TEXT PASSAGE:
Today we’d like to introduce you to Jeff Hensley.
Hi Jeff, thanks for joining us today. We’d love for you to start by introducing yourself.
I’ve traveled a winding road since my early days, going to school at UT Austin and tending bar on the side. At the time, I didn’t really know what I wanted to do with my life after graduation. Fortuitously, the movie “TOPGUN” came out right about then and once I saw it, I was hooked. After several failed attempts at getting in the Navy’s flight program, I eventually got selected in 1987 and began what would become a 21-year career as a fighter pilot in the Navy and Navy Reserve.
After ten years on active duty flying F-14s in the fleet and T-45s as a flight instructor, I took a civilian job with United Airlines – a career that continues to this day, 22 years later. But my airline career has had several detours. I was recalled to active duty three times in the years following 9/11. One of these, an 18-month mobilization in support of combat operations in Iraq was especially tough on my family. Ultimately, my marriage didn’t survive and I found myself raising three young kids traumatized by the legacy of war and divorce. While searching for a way to help them navigate this tumultuous time, I was introduced to equine therapy as a way to help our family heal. Our experience working with the horses proved transformative for all of us. Equine therapy helped the kids process their trauma in a healthy, life-affirming way and move forward with confidence.

SOURCE INFORMATION:

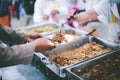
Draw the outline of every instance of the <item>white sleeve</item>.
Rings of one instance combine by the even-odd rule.
[[[110,0],[101,0],[100,3],[93,8],[99,15],[98,20],[102,23],[108,24],[111,15]]]
[[[60,2],[60,14],[67,15],[68,14],[68,2],[67,0],[59,0]]]
[[[34,23],[40,23],[40,21],[42,20],[43,2],[44,0],[36,0],[35,2],[33,14]]]

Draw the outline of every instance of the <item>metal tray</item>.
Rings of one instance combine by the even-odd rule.
[[[52,51],[46,51],[44,53],[39,53],[37,54],[37,65],[35,63],[36,66],[40,67],[41,65],[44,66],[44,70],[47,71],[51,71],[53,73],[55,73],[57,76],[61,77],[61,78],[64,78],[66,77],[66,72],[65,72],[65,69],[67,69],[68,67],[71,67],[71,66],[74,66],[76,64],[79,64],[79,63],[82,63],[86,60],[90,60],[92,58],[95,58],[95,57],[92,57],[92,58],[89,58],[89,59],[86,59],[86,60],[83,60],[83,61],[79,61],[75,64],[71,64],[71,65],[68,65],[68,66],[60,66],[58,64],[56,64],[54,61],[50,60],[48,58],[48,54],[59,54],[60,52],[63,52],[63,51],[67,51],[67,50],[70,50],[70,49],[73,49],[73,48],[77,48],[79,46],[82,46],[88,42],[96,42],[96,43],[99,43],[99,44],[102,44],[106,47],[110,47],[112,48],[111,51],[109,52],[106,52],[105,54],[101,54],[101,55],[98,55],[98,56],[95,56],[95,57],[99,57],[99,56],[102,56],[102,55],[107,55],[109,53],[113,53],[114,52],[114,49],[117,48],[116,45],[114,44],[111,44],[107,41],[104,41],[102,39],[98,39],[96,37],[92,37],[92,36],[88,36],[88,37],[84,37],[84,38],[79,38],[79,39],[76,39],[70,43],[66,43],[64,45],[58,45],[55,49],[53,49]],[[35,62],[35,60],[34,60]],[[46,71],[46,73],[47,73]]]
[[[30,25],[30,26],[25,26],[25,27],[22,27],[22,28],[16,28],[15,30],[17,31],[24,31],[24,30],[32,30],[32,29],[37,29],[37,28],[42,28],[44,29],[45,26],[54,26],[55,29],[54,30],[57,30],[59,28],[59,25],[57,24],[50,24],[50,23],[41,23],[41,24],[34,24],[34,25]],[[54,30],[51,30],[51,31],[45,31],[45,32],[41,32],[42,34],[49,34],[49,32],[54,32]]]
[[[85,32],[82,31],[82,30],[77,30],[77,29],[74,29],[74,28],[63,28],[62,29],[63,31],[65,31],[65,38],[67,39],[67,42],[71,42],[75,39],[78,39],[78,38],[84,38],[85,36]],[[55,34],[55,33],[59,33],[60,29],[57,29],[55,30],[54,32],[50,32],[48,34],[44,34],[45,38],[47,39],[51,39],[52,36]],[[65,44],[65,43],[61,43],[61,44]]]
[[[111,61],[116,61],[116,62],[112,63]],[[103,68],[102,65],[104,65],[105,69]],[[81,73],[81,76],[80,73],[76,73],[78,71],[82,71],[83,69],[87,71],[86,72],[83,71],[83,74]],[[66,74],[68,80],[120,80],[119,70],[120,70],[120,49],[116,49],[113,52],[108,53],[107,55],[99,56],[94,59],[83,62],[81,64],[77,64],[75,66],[69,67],[66,69]],[[93,75],[92,74],[93,71],[94,73],[96,72],[95,74],[97,75],[98,75],[97,72],[99,72],[99,75],[98,76],[96,76],[95,74]],[[100,73],[100,71],[104,71],[104,73],[103,72]],[[116,73],[117,78],[119,79],[115,79],[115,78],[107,79],[106,77],[109,74],[114,74],[112,72]],[[101,74],[105,75],[105,73],[107,74],[107,76],[105,76],[106,79],[101,79],[103,78]]]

TO DO:
**A)** According to the Jeff Hensley interview, why did Hensley turn to equine therapy? Answer in one to three sentences.
**B)** In the Jeff Hensley interview, in what year was Hensley selected for the Navy's flight program?

SOLUTION SET:
**A)** After his marriage ended, he was raising three young kids traumatized by the legacy of war and divorce and was looking for a way to help them through that tumultuous time. In that search, he was introduced to equine therapy as a way to help the family heal.

**B)** 1987